[WHAT YOU HAVE TO DO]:
Wherever "background" turns up in the entries, copy out the line that holds it.

[SUPPLIED ENTRIES]:
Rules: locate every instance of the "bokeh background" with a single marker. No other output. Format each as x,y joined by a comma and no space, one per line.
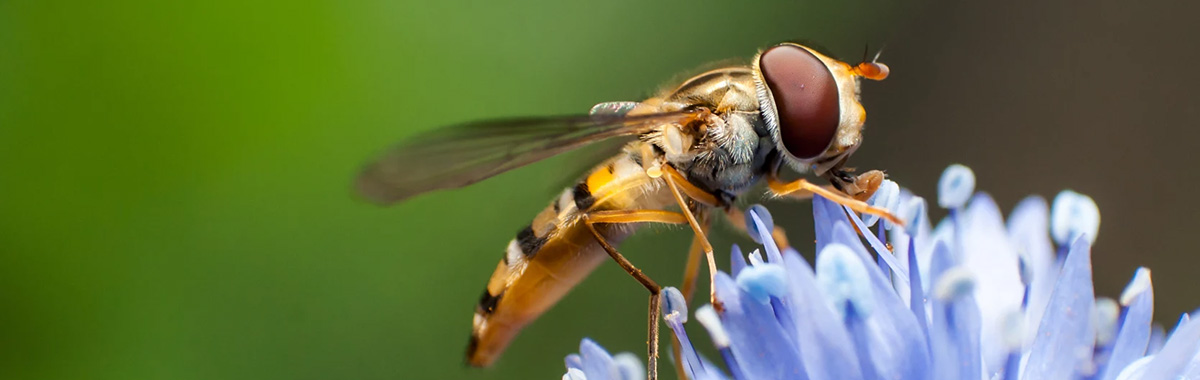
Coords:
174,176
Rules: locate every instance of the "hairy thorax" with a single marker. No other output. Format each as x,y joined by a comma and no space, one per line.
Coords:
731,150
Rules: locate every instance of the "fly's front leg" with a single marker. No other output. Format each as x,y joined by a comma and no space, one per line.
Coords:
636,216
681,186
865,184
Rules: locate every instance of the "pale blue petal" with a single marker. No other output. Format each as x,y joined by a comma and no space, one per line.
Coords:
844,279
1066,335
1029,231
673,302
762,225
1181,347
825,343
707,317
757,341
597,362
903,350
1135,371
737,260
880,248
1135,326
913,213
955,186
825,215
954,333
1074,215
761,282
759,229
1157,338
629,366
1193,371
993,261
864,337
886,197
917,295
574,361
695,367
575,374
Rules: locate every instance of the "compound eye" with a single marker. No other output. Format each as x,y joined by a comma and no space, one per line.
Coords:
805,97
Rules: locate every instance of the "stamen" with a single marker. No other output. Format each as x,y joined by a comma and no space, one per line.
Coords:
762,281
1107,315
629,365
1139,284
1013,335
954,283
575,374
1073,215
844,279
912,212
955,187
675,303
886,197
707,317
756,258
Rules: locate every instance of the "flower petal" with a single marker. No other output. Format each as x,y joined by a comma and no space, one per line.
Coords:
574,374
1029,231
1065,336
903,351
1133,336
759,342
1181,347
993,261
1074,215
827,351
886,197
597,362
881,251
763,281
737,260
955,186
954,333
629,366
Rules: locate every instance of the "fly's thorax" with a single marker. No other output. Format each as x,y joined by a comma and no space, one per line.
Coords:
727,152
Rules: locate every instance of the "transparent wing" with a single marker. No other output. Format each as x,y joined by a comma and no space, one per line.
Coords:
471,152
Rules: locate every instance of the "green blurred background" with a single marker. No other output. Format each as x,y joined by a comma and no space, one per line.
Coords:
174,178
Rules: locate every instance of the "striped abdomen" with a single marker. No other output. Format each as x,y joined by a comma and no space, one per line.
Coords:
556,252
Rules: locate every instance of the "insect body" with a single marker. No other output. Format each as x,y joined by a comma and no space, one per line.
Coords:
694,149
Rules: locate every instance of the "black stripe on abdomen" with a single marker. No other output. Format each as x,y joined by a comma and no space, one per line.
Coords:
583,199
487,302
529,241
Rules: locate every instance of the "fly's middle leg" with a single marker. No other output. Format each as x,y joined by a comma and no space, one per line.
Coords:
655,309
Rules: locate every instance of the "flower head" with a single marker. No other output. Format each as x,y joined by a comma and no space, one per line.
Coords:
970,297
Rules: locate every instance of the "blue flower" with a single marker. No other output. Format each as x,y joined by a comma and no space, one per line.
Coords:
970,297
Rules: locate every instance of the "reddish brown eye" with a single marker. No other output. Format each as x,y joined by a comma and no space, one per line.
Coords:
805,97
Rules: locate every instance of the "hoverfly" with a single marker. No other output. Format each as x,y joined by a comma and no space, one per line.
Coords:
693,150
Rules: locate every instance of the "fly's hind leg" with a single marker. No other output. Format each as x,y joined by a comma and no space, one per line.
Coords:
636,216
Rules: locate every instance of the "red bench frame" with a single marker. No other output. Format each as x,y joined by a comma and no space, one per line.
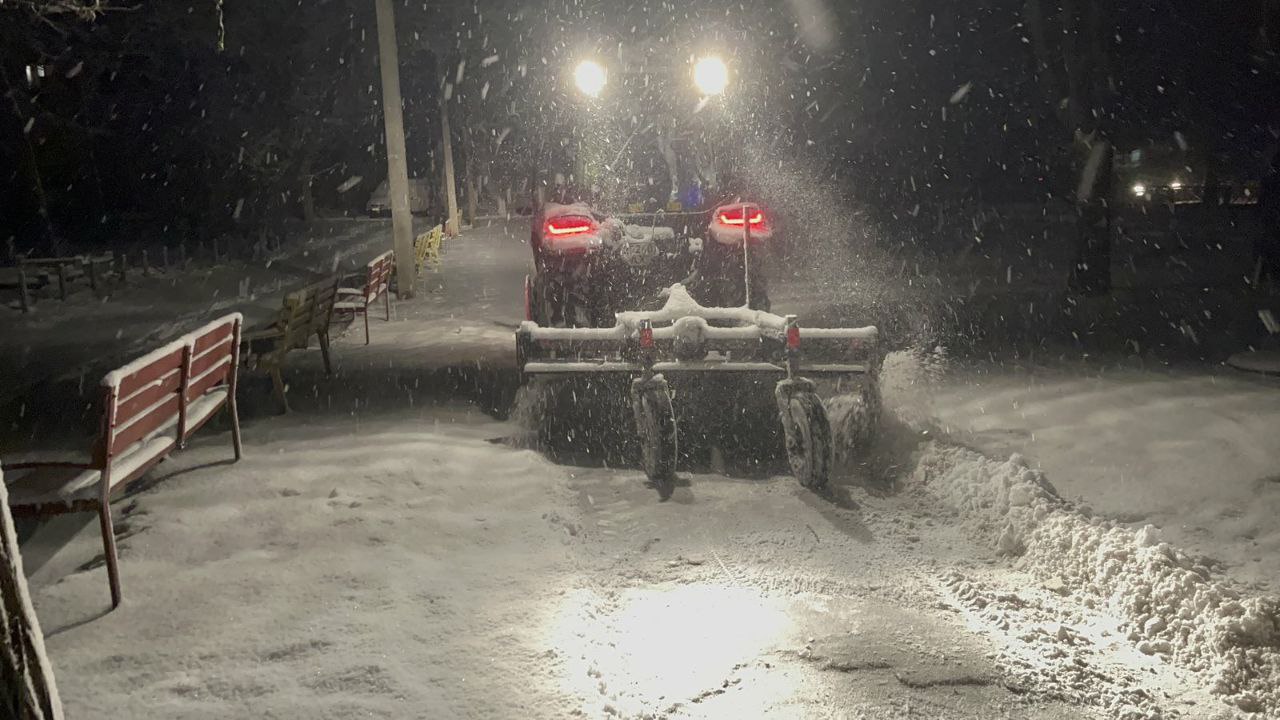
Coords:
378,277
147,409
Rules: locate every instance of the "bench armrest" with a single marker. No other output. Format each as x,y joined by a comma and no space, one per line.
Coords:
46,464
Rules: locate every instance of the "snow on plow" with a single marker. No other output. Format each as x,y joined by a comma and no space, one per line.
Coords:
684,337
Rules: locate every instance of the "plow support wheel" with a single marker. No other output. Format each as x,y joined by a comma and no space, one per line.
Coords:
656,428
808,432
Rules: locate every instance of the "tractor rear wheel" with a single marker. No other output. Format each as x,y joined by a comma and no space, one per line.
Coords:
808,432
656,427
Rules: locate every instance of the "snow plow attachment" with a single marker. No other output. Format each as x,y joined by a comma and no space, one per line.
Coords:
684,338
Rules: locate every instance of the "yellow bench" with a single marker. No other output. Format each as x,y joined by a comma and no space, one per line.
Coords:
426,249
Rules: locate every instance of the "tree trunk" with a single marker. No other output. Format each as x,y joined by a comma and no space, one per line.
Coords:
30,692
451,186
471,191
397,163
1091,274
306,197
30,165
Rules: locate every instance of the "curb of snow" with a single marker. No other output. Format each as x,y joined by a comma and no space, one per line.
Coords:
1171,605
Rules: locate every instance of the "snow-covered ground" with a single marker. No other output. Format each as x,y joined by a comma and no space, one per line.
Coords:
385,551
1193,451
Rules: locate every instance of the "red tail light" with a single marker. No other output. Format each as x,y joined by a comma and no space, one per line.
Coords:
567,226
647,336
792,337
734,217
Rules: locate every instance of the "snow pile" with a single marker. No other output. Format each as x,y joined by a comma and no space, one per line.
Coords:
1064,659
1170,604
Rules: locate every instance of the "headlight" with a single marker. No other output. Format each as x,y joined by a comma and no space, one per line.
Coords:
590,77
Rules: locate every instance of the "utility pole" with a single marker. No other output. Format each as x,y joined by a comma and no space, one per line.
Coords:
451,186
397,164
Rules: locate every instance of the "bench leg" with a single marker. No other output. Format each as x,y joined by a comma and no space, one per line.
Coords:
278,384
234,411
324,346
113,570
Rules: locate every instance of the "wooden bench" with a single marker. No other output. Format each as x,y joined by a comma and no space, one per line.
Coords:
306,313
376,282
426,249
150,408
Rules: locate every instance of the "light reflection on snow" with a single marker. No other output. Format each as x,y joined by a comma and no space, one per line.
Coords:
645,650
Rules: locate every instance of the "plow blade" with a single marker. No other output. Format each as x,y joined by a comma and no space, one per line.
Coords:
684,340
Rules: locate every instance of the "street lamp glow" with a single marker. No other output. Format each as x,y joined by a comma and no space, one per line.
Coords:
590,78
711,76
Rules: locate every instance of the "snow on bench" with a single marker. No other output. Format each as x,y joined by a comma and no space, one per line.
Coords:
376,282
150,408
306,313
681,315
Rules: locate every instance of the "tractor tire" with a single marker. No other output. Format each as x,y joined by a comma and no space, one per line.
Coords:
808,433
536,300
656,428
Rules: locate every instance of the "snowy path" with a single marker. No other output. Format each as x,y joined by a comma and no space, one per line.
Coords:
378,555
72,341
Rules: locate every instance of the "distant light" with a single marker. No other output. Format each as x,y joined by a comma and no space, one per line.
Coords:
711,76
590,78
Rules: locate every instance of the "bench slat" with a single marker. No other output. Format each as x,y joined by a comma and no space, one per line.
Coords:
220,373
152,370
140,401
149,422
213,356
216,336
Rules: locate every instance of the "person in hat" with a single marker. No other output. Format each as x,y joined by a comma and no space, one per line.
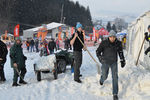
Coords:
147,37
3,54
107,53
18,62
77,51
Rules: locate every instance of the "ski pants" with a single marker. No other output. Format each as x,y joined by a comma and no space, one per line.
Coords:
32,48
2,75
77,64
147,50
23,72
114,71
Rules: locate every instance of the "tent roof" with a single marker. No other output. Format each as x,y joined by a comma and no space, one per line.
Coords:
49,26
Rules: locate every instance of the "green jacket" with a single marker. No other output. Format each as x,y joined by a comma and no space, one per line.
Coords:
17,56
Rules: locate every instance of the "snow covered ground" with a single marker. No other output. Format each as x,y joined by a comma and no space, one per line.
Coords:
134,83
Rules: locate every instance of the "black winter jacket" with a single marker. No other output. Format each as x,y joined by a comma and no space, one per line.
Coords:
108,51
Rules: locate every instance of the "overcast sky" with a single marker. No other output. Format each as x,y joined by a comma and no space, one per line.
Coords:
116,7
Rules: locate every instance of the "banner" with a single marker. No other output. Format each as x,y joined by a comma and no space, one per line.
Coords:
16,31
42,32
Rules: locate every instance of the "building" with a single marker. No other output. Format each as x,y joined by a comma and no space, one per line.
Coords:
54,30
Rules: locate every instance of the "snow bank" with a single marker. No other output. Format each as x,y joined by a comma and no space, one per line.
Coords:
136,37
134,83
45,62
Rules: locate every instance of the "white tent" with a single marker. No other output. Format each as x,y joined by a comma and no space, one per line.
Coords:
136,36
30,32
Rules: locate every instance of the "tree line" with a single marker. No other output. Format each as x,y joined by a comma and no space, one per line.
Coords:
31,13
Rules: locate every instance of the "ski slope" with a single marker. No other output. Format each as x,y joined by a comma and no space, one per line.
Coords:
134,83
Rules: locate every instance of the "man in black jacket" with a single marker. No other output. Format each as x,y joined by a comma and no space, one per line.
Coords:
3,54
107,54
147,37
51,46
77,51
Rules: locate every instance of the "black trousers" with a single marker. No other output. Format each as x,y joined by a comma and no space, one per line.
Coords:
2,75
77,64
23,72
147,50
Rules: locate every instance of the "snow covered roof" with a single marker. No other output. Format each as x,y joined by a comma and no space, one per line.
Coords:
49,26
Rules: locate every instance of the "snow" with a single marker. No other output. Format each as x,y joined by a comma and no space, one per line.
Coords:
49,26
45,63
134,83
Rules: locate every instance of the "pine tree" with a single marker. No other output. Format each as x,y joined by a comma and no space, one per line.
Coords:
108,27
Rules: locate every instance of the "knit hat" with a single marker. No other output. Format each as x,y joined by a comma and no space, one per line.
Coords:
112,33
78,25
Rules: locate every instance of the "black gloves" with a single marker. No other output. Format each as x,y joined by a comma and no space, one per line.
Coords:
123,63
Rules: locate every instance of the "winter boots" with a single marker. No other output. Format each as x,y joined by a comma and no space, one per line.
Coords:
79,81
15,84
22,82
115,97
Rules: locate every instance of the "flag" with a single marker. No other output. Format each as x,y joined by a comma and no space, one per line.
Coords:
94,32
16,31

[OUTPUT OF THE EXERCISE]:
Rules: locate every instance of the "bokeh background" with a single marker. No other output. Format each as x,y joined by a comma and no space, one per line.
Rules: locate every instance of the "green blurred background" with a single marker. No other output. Format each as x,y joined by a comma and no space, one per line.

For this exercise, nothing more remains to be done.